STORED DATA: Begin
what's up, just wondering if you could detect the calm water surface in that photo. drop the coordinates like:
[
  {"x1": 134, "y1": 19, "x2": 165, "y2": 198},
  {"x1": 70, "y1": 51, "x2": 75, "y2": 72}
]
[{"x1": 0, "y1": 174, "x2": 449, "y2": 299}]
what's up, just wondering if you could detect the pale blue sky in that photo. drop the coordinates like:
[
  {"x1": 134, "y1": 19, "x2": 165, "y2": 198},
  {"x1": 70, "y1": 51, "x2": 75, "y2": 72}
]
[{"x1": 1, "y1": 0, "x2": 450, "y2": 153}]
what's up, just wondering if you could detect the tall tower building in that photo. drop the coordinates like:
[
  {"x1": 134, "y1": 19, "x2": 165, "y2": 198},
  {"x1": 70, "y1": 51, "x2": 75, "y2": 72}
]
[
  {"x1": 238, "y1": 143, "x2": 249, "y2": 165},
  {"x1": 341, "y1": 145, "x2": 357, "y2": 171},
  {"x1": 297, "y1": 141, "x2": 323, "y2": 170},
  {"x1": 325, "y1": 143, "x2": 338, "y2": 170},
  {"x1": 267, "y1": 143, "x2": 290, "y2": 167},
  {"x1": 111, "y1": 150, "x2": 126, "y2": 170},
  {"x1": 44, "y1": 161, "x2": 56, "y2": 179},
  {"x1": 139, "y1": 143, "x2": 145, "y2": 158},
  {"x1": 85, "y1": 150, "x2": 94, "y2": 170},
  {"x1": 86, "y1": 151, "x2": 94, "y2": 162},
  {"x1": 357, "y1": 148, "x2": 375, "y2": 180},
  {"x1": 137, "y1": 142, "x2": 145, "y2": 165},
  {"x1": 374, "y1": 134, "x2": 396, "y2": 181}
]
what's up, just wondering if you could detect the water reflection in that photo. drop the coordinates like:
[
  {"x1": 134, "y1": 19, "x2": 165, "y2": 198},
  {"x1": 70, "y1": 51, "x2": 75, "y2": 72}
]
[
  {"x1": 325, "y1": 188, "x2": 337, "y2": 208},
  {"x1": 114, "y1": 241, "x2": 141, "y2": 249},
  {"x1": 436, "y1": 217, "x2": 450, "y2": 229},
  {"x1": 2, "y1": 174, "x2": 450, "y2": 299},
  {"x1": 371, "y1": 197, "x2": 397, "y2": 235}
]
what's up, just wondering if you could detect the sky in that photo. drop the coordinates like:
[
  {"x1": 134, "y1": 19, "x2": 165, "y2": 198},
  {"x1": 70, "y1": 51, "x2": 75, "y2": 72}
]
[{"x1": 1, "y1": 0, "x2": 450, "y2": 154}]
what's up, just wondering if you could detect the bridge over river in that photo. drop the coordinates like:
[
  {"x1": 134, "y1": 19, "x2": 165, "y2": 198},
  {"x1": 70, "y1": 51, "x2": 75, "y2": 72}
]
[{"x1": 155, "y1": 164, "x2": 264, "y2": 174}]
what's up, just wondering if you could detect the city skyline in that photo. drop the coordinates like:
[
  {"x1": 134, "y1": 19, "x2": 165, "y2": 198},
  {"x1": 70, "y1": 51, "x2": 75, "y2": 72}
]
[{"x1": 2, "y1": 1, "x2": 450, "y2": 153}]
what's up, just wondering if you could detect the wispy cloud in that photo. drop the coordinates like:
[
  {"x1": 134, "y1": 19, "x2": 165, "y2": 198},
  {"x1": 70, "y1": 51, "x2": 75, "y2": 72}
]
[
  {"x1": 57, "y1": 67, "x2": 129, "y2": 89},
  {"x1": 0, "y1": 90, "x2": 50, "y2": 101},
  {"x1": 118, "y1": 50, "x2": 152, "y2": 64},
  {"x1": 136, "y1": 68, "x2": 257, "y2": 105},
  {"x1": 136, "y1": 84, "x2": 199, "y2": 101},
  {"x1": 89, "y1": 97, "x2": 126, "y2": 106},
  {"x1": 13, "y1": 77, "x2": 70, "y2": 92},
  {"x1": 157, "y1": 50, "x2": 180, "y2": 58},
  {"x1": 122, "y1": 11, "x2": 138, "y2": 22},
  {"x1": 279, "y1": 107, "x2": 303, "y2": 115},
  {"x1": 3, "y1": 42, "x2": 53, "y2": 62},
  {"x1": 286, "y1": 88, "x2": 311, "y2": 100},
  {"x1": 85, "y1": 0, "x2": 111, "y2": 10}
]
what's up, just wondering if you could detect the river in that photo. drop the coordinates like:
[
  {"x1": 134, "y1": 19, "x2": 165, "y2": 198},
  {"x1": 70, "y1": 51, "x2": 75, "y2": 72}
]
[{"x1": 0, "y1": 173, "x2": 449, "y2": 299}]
STORED DATA: End
» **WHAT THE TASK ASKS**
Every line of the listing that holds the word "just" is to be found and copied.

» **ANSWER SECTION**
what's up, just wondering if you could detect the calm water surface in that photo. drop the coordinates like:
what's up, just wondering if you could detect the pale blue sky in that photo. drop the coordinates like:
what's up, just wondering if you could detect the tall tower building in that photo. drop the coordinates like:
what's up, just wondering if you could detect the water reflection in that photo. drop the coordinates like:
what's up, just wondering if you could detect the sky in that photo. drop the coordinates like:
what's up, just wondering if you could detect the bridge over river in that photo. drop the coordinates like:
what's up, just wondering if you could detect the city skyline in that photo. drop the coordinates like:
what's up, just wondering if you could detect the wispy cloud in that photo. drop the coordinates like:
what's up, just wondering if you could detect the river in that photo. drop the coordinates like:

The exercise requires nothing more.